Raw records

■ ■ ■ ■ ■ ■ ■

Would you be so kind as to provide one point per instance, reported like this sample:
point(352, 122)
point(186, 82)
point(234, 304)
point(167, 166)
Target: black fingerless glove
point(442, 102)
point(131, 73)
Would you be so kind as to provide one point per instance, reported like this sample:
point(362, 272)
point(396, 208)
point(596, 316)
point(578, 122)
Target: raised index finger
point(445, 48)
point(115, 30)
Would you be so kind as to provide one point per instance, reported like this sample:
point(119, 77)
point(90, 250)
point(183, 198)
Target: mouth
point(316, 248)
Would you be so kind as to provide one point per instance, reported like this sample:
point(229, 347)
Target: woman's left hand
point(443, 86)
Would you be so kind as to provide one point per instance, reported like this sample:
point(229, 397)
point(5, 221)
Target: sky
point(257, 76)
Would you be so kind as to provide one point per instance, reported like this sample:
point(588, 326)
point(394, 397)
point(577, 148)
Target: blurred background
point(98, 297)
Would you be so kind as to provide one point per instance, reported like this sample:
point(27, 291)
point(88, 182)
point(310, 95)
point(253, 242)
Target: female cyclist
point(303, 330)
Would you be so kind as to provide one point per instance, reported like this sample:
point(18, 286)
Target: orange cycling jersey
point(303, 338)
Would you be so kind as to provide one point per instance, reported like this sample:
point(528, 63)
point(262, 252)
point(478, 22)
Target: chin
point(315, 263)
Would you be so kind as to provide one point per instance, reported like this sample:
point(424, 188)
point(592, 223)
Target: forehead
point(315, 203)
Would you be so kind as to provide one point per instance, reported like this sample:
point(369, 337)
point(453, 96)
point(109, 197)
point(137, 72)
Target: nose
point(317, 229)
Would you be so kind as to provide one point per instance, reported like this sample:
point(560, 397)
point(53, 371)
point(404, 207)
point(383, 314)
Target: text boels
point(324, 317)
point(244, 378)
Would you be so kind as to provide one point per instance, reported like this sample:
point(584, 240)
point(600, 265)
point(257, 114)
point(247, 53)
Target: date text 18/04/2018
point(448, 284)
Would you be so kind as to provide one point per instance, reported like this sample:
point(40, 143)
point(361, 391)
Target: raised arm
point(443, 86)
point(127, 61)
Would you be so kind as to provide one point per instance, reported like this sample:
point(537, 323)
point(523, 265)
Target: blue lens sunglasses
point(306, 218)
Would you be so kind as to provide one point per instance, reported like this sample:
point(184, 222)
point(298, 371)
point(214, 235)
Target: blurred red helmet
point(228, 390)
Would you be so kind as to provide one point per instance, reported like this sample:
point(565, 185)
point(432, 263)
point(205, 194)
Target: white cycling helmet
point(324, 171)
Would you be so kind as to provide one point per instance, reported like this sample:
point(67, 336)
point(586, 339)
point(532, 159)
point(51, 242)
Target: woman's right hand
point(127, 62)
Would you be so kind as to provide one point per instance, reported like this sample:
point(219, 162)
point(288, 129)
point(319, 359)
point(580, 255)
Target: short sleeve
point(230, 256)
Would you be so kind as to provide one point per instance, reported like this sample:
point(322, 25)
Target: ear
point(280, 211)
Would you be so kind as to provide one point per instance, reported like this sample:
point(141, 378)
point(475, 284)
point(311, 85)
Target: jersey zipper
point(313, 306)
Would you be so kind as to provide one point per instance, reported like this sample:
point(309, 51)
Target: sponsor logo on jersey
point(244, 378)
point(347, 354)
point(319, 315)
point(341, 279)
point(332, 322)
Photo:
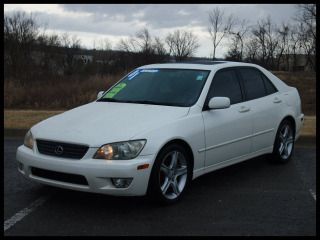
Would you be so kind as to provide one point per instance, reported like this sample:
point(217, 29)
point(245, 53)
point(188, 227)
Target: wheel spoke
point(281, 148)
point(175, 187)
point(181, 171)
point(286, 153)
point(165, 186)
point(286, 131)
point(289, 140)
point(165, 169)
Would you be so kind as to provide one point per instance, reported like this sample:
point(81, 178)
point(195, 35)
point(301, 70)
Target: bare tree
point(237, 41)
point(182, 44)
point(20, 33)
point(306, 18)
point(251, 50)
point(265, 35)
point(283, 46)
point(219, 27)
point(159, 49)
point(141, 42)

■ ■ ■ ■ ■ ■ ■

Aim of the exercise
Update the material above by changing every "Target:" to "Object:" and keeping everything else the same, with the pictures left out.

Exercise output
Would you be so kind as to provide one point per instance, reported like this sample:
point(352, 122)
point(186, 82)
point(234, 304)
point(167, 166)
Object: black fingerless glove
point(442, 102)
point(131, 73)
Would you be so kind as to provide one point per instance, reported like this sample:
point(362, 272)
point(396, 208)
point(596, 316)
point(578, 122)
Object: raised index finger
point(445, 48)
point(115, 30)
Would you be so kind as to provide one point per instance, reported like this sample:
point(119, 77)
point(90, 250)
point(183, 198)
Object: mouth
point(316, 248)
Would you be so kind as to provide one point per instance, reported like this sample:
point(229, 347)
Object: woman's left hand
point(443, 86)
Would you be so kind as to provide one point per instance, reported like this sample:
point(229, 397)
point(5, 221)
Object: sky
point(257, 76)
Would you be so kind as to provide one point per instance, reported like this sample:
point(588, 326)
point(394, 397)
point(577, 148)
Object: blurred background
point(98, 297)
Would you be so kind as to provide one point per instance, reported like this sample:
point(27, 291)
point(88, 182)
point(310, 95)
point(253, 242)
Object: female cyclist
point(303, 330)
Would you be so kind as to provide one point per instance, reported like this sample:
point(18, 286)
Object: orange cycling jersey
point(303, 338)
Would you be so kind as to provide one point per instance, reported like this sample:
point(528, 63)
point(262, 252)
point(478, 22)
Object: chin
point(315, 263)
Would you be so kind as to provide one point per instance, reported like this sample:
point(424, 188)
point(592, 223)
Object: forehead
point(315, 203)
Would you be so kind as to provide one point per instance, reported like this sample:
point(369, 337)
point(453, 96)
point(109, 197)
point(137, 72)
Object: nose
point(317, 229)
Would you be so kind as to provide one point per instance, reported like this sample:
point(560, 397)
point(53, 371)
point(404, 207)
point(383, 314)
Object: text boels
point(324, 317)
point(244, 378)
Would you be so kind as to provide one point per instance, reported like this sample:
point(584, 240)
point(600, 265)
point(257, 114)
point(247, 53)
Object: date text 18/04/2018
point(448, 284)
Would you be so kind as to provide one point per instance, reported like this sample:
point(40, 143)
point(361, 391)
Object: raised arm
point(443, 86)
point(127, 61)
Would you be so kind as to provide one point per instance, reported like this sample:
point(537, 323)
point(523, 265)
Object: blue lens sunglasses
point(306, 218)
Would you be so kind as to provide one point per instance, reported like this sample:
point(184, 222)
point(298, 371)
point(214, 235)
Object: blurred red helmet
point(228, 390)
Would you be so kind as to provide one point per instance, reported like this sample:
point(565, 185)
point(432, 263)
point(205, 194)
Object: white cycling helmet
point(324, 171)
Would you be so kind as to provide one point per instance, reported like this sample:
point(67, 336)
point(586, 339)
point(532, 159)
point(51, 242)
Object: woman's right hand
point(127, 62)
Would you be so kind as to provide one point per instance, reported like this sample:
point(219, 162)
point(288, 129)
point(319, 359)
point(580, 255)
Object: short sleeve
point(230, 256)
Would you be so kind as to provide one point per instance, reported like this sample:
point(322, 25)
Object: ear
point(280, 211)
Would you be so kind as to provide one point per instance, reported like this sample:
point(141, 378)
point(475, 284)
point(311, 85)
Object: jersey zipper
point(313, 306)
Would you be so kind as to provide one point per instance, reported like this sample:
point(309, 51)
Object: sponsor logo on jersey
point(244, 378)
point(347, 354)
point(319, 315)
point(341, 279)
point(332, 322)
Photo:
Would you be so kind as to provide one point per instance, reported like this sample:
point(217, 29)
point(245, 53)
point(188, 227)
Object: wheel spoke
point(281, 148)
point(175, 187)
point(181, 171)
point(286, 153)
point(165, 186)
point(286, 131)
point(289, 140)
point(165, 169)
Would you be so kind as to provide one point per instance, reported like this sample:
point(81, 178)
point(195, 35)
point(301, 70)
Object: bare tree
point(237, 41)
point(182, 44)
point(20, 33)
point(306, 18)
point(251, 50)
point(265, 35)
point(283, 46)
point(219, 27)
point(159, 49)
point(141, 42)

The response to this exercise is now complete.